*INFORMATION PROVIDED:*

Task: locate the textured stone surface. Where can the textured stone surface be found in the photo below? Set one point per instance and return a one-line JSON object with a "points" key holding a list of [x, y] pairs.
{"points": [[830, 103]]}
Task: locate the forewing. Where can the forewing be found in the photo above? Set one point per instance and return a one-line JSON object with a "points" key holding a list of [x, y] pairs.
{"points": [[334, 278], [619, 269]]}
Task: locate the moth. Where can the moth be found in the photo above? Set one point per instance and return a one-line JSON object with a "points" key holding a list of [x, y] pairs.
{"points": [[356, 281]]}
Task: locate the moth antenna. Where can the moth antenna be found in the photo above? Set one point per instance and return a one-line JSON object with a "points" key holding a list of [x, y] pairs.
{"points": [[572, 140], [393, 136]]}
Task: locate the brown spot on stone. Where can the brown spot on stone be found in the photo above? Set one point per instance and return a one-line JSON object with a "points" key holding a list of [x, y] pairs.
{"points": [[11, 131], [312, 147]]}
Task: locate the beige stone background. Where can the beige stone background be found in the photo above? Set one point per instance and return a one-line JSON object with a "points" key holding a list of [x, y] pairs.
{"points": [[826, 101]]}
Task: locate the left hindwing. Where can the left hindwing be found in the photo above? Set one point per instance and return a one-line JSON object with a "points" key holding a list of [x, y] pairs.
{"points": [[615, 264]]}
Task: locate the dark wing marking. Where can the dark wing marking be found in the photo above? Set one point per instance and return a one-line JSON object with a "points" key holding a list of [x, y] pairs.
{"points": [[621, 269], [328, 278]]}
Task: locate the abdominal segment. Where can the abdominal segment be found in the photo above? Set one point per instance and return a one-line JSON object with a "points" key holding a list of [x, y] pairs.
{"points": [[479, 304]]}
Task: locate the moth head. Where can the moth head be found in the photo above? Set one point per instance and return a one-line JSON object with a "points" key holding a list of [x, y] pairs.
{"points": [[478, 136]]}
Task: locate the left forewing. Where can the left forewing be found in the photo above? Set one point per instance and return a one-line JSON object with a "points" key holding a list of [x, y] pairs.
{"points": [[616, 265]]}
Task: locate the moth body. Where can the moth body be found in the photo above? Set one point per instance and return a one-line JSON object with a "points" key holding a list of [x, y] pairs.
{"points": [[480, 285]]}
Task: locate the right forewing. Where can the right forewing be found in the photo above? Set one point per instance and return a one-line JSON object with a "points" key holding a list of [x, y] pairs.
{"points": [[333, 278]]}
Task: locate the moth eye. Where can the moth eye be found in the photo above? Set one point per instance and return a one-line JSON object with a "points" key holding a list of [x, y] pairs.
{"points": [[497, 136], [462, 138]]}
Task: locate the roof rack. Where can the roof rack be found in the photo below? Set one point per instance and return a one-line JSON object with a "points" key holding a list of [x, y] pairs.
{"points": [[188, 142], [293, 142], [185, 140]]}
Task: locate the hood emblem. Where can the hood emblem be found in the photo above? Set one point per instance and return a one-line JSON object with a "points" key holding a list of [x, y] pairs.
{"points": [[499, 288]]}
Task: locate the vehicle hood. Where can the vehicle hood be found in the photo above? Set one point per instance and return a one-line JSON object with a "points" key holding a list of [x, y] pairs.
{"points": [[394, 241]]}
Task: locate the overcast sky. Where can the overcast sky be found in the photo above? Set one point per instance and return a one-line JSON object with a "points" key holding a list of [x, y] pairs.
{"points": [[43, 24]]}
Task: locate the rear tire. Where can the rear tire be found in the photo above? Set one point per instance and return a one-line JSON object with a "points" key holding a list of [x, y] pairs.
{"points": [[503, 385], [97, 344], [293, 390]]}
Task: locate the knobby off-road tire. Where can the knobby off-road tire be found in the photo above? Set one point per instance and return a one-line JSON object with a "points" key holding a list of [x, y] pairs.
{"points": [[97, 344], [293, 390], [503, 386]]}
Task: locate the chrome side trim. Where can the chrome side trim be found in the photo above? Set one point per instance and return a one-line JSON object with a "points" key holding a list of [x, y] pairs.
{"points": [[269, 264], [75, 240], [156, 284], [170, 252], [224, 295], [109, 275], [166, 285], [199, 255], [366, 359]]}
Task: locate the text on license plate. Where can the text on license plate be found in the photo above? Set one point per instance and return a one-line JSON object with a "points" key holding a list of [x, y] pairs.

*WHAT YOU ARE ASKED TO DO:* Copy every record exactly as presented.

*TASK RESULT:*
Task: locate the textured stone surface. Where can the textured stone surface be found in the photo below? Set one point per instance and return a one-line JSON object with a "points" key holding a list of [x, y] pairs.
{"points": [[830, 103]]}
Task: locate the forewing. Where can the forewing be found in the photo above? Set one point per instance and return a one-line JSON object with a "points" key holding a list of [x, y] pairs.
{"points": [[334, 278], [619, 269]]}
Task: locate the moth. Where can the moth be found in the photo above? Set one point per instance and return a one-line JSON object with a "points" key holding a list of [x, y] pairs.
{"points": [[356, 281]]}
Task: locate the moth antenna. Where can the moth antenna be found in the photo above? Set one point per instance and return a one-line JSON object with a "points" key holding a list of [x, y] pairs.
{"points": [[572, 140], [393, 136]]}
Task: locate the brown spot on stone. Where can the brown spot on stone be found in the photo above? Set one point per instance and return a one-line JSON object with a "points" key holding a list of [x, y] pairs.
{"points": [[11, 131], [312, 147]]}
Task: locate the beige stone background. Where can the beige stone background be found in the photo above? Set one point per instance and return a one-line JSON object with a "points" key holding a list of [x, y] pairs.
{"points": [[826, 101]]}
Task: locate the left hindwing. Where can the left hindwing be found in the photo above? Set one point per instance and return a one-line JSON object with a "points" key holding a list of [x, y] pairs.
{"points": [[615, 264]]}
Task: locate the dark wing marking. Where can the dark wing marking be found in the photo above? Set one point per instance and return a one-line JSON object with a "points" key holding a list of [x, y] pairs.
{"points": [[621, 269], [328, 278]]}
Task: locate the abdominal segment. Where can the abdominal segment be found in the photo above? Set one point per instance and return a one-line JSON object with a "points" key holding a list of [x, y] pairs.
{"points": [[479, 304]]}
Task: locate the moth head. Where can the moth head be found in the photo above? Set one point per instance and return a one-line JSON object with a "points" key holding a list of [x, y] pairs.
{"points": [[478, 136]]}
Task: locate the left forewing. Where can the left forewing be found in the photo above? Set one point per instance and return a one-line JSON object with a "points" key holding a list of [x, y] pairs.
{"points": [[616, 265]]}
Task: locate the moth body. Where can the moth body be found in the photo above? Set one point per instance and return a one-line JSON object with a "points" key holding a list of [x, y] pairs.
{"points": [[480, 285]]}
Task: locate the right forewing. Where can the right forewing be found in the photo above? Set one point per instance and return a one-line JSON object with a "points" key holding a list of [x, y] pairs.
{"points": [[333, 278]]}
Task: locate the moth eye. Where can the moth eye be found in the photo above? Set one point per instance and return a one-line JSON object with a "points" key holding a list of [x, y] pairs.
{"points": [[497, 136], [462, 138]]}
Task: locate the roof rack. Where can the roof rack be found in the photo below? Set one point per instance and return a one-line JSON object with a "points" key holding a list of [x, y] pairs.
{"points": [[188, 142], [293, 142], [185, 140]]}
Task: locate the hood emblem. Where can the hood emblem be found in the photo above? Set one point per instance and return a one-line JSON object with a "points" key holding a list of [x, y] pairs.
{"points": [[499, 288]]}
Task: locate the vehicle hood. Where can the vehicle hood be found in the photo above? Set one point per instance and return a one-line JSON object with a "points" key holding a list of [x, y] pairs.
{"points": [[394, 241]]}
Task: locate the overcast sky. Where can the overcast sky be found in the photo above? Set one point per instance and return a one-line JSON object with a "points" key holding a list of [x, y] pairs.
{"points": [[43, 24]]}
Task: locate the rear tire. Where can the rear tire be found in the photo above? Set one point per instance and return a one-line JSON object with a "points" key holding a list of [x, y] pairs.
{"points": [[503, 385], [97, 344], [293, 390]]}
Task: locate the knobby off-road tire. Where can the knobby off-road tire be found in the photo above? Set one point per instance and return a one-line JSON object with a "points" key holding a list of [x, y] pairs.
{"points": [[97, 344], [293, 390], [503, 386]]}
Task: locate the chrome side trim. Where can the chrome side trim be found in the photo above? Set one point per instance and return a one-line JSON object with a "points" key holding a list of [x, y] pairs.
{"points": [[269, 264], [75, 240], [156, 284], [170, 252], [224, 295], [109, 275], [166, 285], [199, 255], [366, 359]]}
Task: locate the text on license plate. Where can the text on license plate be found in the photo above? Set one point per instance and return a one-line JSON object with a "points" key holding a list of [x, y] pairs.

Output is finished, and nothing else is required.